* [やること]
- A) 職務経歴書についての文章で「ただし、個人の役職や業務内容」で始まる段落を、主な事実を残して箇条書きに書き直す。
- B) 職務経歴書についての文章を、最後の文の続きから書き進める。
==== 対象の文章
職務経歴書の作成における重要なポイントの1つとして、事業内容の書き方が挙げられます。自分が所属していた企業や団体の事業内容を的確に記載することで、自分の経歴をアピールしたり情報伝達能力を示したりすることが可能になるからです。そこで今回は、職務経歴書における事業内容の書き方や注意点、例文を紹介します。


目次
事業内容と職務内容の違い
職務経歴書とは今までの職務内容を書く書類ですが、事業内容も加えることでより完成度が高まります。では、事業内容は職務内容とどう書き分ければよいのでしょうか。本章では、事業内容と職務内容の違いを詳しく解説します。
事業内容とは
事業内容とは、過去に働いた会社がどのような事業を行っているか紹介するものです。「会社のプロフィール」とも言えるでしょう。一般的に、職務経歴書では「会社概要」の欄に事業内容を記載します。特に異なる業界への転職の場合は、職務内容だけでは採用担当者がスキルや経験をイメージしにくいケースがあります。
同業種・同職種だったとしても、会社の規模感などによって事業内容は異なってきます。事業内容の情報からどのような会社で働いてきたのかがわかり、応募先企業にとって有効な判断材料となりうるのです。
職務内容とは
職務内容は、応募者個人が関わった仕事や役割の説明にあたるものです。厳密には販売や営業といった業務内容ではなく、より具体的な日常の仕事内容を意味します。
ただし、個人の役職や業務内容、成果や実績、スキル・資格などを網羅的に記載するのが一般的です。羅列するのではなく、項目別に整理して書くと見やすいでしょう。また、あまり長く書き過ぎず、2000字程度でわかりやすくまとめるのがポイントです。


職務経歴書に事業内容を書く理由
採用担当者に事業内容を伝えることに、どんな意義があるのでしょうか。職務内容だけでは判断材料が不足する場合に、いくつかの点で事業内容の情報が役に立ちます。そこで本章では、職務経歴書に事業内容を書く理由について詳しく解説します。
スキルや経験を把握してもらいやすくなる
職務経歴書に事業内容を記載すると、どのような知識・スキル・経験を培ってきたのか把握してもらいやすくなります。職務要約からキャリアの概要は伝わりますが、それだけでは採用担当者にとって不十分なことが多いです。
事業内容のほか、売上高、従業員数などの情報によって、仕事の規模感や難易度などの具体的なイメージを湧かせることにつながります。働く姿のイメージがリアルに浮かぶことで、求める人材とマッチしているかどうかの判断もしやすくなるのです。
プレゼンテーション能力が伝わる
事業内容を紹介する能力は、どの会社に入っても求められるスキルといえます。調査能力はもちろん、情報を端的にまとめ、相手にわかりやすく伝えるプレゼンテーション能力のレベルが把握できるからです。ミーティングで自分の意見を述べるときや、クライアントに自社製品の説明をするときなど、プレゼンテーション能力を求められる場面は入社後も多々あります。相手の立場に立ったうえで物事を考え、伝えられる人間は、細やかで気配りのできる人材とも言い換えられます。業種や職種を問わず、多くの企業から高い評価を受けるでしょう。
========
==== 抽出データ
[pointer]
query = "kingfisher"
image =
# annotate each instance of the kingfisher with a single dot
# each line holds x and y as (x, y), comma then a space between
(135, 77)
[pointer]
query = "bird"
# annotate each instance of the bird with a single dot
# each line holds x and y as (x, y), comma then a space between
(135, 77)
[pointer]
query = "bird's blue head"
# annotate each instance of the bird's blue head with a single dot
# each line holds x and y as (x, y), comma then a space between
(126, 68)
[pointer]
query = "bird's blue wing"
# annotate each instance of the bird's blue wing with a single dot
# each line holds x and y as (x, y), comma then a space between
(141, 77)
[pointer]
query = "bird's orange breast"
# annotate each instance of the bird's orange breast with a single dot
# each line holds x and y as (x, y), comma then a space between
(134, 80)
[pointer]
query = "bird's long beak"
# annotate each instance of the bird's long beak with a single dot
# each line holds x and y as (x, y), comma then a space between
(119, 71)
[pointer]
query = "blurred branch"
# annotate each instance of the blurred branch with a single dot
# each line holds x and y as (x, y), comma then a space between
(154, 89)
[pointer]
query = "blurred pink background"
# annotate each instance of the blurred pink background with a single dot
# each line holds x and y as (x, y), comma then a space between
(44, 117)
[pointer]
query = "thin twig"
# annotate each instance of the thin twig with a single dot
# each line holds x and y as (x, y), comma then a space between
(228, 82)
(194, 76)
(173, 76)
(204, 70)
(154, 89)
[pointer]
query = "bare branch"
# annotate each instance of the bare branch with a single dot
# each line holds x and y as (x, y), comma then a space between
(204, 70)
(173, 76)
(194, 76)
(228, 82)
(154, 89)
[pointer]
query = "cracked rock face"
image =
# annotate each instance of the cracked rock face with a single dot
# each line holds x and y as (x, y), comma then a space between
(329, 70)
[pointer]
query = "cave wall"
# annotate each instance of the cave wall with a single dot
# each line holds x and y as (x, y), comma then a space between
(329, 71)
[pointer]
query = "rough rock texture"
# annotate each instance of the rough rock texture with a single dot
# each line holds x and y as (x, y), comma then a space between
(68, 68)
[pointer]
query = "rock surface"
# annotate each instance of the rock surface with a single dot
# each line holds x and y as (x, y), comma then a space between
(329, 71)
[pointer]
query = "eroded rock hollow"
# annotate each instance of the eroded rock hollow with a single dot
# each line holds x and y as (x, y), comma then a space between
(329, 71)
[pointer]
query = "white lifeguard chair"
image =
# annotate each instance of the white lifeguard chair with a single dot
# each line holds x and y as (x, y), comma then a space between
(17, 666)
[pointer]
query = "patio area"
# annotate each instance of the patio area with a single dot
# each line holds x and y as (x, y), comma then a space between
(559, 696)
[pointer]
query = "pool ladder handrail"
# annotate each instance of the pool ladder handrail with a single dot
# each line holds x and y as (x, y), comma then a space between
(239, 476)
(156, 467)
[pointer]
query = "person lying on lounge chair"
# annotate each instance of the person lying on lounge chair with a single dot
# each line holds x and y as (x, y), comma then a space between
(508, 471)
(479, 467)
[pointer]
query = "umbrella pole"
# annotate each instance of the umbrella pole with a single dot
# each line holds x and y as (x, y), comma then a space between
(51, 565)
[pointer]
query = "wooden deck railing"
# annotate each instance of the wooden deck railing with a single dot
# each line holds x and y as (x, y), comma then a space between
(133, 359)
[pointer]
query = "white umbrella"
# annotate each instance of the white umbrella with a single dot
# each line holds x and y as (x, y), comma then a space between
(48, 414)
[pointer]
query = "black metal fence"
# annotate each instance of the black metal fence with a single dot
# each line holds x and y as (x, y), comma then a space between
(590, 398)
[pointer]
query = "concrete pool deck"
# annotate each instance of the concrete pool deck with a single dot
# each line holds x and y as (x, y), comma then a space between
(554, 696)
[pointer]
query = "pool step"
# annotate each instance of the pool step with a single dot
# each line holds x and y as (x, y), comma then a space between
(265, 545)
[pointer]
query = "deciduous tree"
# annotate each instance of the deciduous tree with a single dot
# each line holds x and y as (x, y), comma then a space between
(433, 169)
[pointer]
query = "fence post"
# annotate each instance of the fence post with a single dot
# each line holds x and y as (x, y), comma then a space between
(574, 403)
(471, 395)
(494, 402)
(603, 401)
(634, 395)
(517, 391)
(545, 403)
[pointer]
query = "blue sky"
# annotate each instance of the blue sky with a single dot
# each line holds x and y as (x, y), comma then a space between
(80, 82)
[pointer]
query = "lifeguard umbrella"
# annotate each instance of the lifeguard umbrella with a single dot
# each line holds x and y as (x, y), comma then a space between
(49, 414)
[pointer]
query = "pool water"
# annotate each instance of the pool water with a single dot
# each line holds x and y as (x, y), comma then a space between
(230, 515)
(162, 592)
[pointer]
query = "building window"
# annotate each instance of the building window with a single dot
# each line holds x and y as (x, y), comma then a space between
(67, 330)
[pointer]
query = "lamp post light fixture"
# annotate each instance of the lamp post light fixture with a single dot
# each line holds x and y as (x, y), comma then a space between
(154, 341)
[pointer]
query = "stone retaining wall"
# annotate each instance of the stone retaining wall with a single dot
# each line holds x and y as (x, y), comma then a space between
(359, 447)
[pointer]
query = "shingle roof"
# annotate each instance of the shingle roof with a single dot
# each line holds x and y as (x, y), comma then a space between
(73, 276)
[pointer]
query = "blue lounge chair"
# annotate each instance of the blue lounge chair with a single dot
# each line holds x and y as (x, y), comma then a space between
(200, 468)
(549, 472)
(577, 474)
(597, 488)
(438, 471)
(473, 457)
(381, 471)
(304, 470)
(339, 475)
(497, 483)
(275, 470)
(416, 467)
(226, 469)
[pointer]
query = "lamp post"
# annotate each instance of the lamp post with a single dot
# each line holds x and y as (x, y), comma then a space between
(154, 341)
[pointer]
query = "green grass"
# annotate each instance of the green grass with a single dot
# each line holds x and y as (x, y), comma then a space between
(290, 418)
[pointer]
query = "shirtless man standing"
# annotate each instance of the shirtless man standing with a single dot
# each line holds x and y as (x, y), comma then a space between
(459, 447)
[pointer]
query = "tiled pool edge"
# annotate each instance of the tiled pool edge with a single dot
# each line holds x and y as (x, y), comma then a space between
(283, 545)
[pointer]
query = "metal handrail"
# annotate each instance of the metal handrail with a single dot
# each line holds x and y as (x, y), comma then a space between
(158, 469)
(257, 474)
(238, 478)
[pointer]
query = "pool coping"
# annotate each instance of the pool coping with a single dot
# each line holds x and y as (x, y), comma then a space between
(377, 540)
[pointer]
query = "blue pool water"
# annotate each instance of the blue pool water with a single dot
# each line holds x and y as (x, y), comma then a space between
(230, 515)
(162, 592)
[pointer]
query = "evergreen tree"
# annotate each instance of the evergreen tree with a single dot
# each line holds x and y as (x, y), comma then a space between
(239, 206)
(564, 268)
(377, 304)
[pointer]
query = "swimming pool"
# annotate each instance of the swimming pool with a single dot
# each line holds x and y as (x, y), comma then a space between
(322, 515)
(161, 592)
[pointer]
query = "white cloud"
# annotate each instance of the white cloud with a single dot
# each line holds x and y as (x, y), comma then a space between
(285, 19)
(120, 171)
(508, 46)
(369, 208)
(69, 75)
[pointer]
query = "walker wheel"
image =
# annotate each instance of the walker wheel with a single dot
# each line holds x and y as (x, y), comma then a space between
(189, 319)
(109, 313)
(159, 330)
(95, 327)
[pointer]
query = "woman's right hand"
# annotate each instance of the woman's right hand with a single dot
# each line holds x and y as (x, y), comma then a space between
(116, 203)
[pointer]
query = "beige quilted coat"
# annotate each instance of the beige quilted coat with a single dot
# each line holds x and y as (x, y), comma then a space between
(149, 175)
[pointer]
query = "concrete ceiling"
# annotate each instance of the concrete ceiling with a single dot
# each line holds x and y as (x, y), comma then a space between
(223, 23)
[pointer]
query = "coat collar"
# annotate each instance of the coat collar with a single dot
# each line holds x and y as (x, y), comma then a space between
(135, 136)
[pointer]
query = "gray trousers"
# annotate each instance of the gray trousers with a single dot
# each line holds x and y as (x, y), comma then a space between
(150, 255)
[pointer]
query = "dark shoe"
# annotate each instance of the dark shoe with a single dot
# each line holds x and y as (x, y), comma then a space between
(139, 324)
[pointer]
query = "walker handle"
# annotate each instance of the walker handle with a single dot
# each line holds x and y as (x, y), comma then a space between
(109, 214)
========
* [回答]
- A)
- 個人の役職、業務内容、成果や実績、スキル・資格などを網羅的に記載するのが一般的
- 羅列せず、項目別に整理して書くと見やすい
- 長く書き過ぎず、2000字程度でわかりやすくまとめる

- B)
また、事業内容をわかりやすくまとめるのは手間もかかるため、事務作業を怠らない誠実さや丁寧さも好印象に映ります。採用担当者が「知りたい」と思うような事業内容を、ストレートかつ簡潔に伝えられるようにしましょう。
自己PRの内容を裏付けられる
職務経歴書の自己PR欄において実績や経験をアピールする際に、事業内容で前職企業の売上高や従業員数も伝えていると、より状況が具体的にイメージできるため説得力が増します。仮に異なる業界だったとしても、企業規模が同じくらいなら採用担当者もスキルや能力を把握しやすいでしょう。
事業内容をしっかり書くことで、自己PRの内容に確かな根拠を持たせられます。自分にどんなスキルや能力があるのか、つい自己PR欄のみに注力しがちかもしれませんが、事業内容も抜かりなく整えておくようにしましょう。


職務経歴書における事業内容の書き方
職務経歴書において事業内容を書く際、決まった書式があるわけではありません。しかし、何を書くべきなのか、どのように書いた方がいいのかわからないと悩む方もいるでしょう。そこで本章では、スタンダードな職務経歴書の書き方について詳しく解説します。
事業内容は企業名の後に記載する
事業内容の前に、企業名を正式名称で記載しましょう。(株)のような略称を用いず、「株式会社◯◯」「有限会社□□」と記入するのがルールです。また、前株なのか後株なのか、法人格の位置にも注意しましょう。「株式会社」も含めて企業名であるため、前株と後株を間違えて記載することは非常に失礼にあたります。上場企業であれば、その旨も併せて記載すると好印象です。
また、事業内容については「◯◯事業」あるいは「◯◯の開発・製造」「◯◯の販売」のようになるべく簡潔に記載しましょう。企業ホームページの会社概要に「◯◯事業」と記載されているケースが多いため、こちらを参考にするのがおすすめです。なお、取り扱っている商品名やサービス名を付記するのもいいでしょう。企業名は知らなかったとしても、商品やサービスで理解してもらえるといったケースもあります。
事業内容と合わせて書くべき関連情報
企業名と事業内容以外にも、書いておくべき情報がいくつかあります。ここでは主なものを5つピックアップし、それぞれの内容について解説します。また、関連情報は箇条書きで記載するのがベターです。採用担当者にとって見やすい職務経歴書になるよう、常に意識しながら作成を進めていきましょう。なお、関連情報は数字に関わるものが多いため、間違いがないよう十分注意してください。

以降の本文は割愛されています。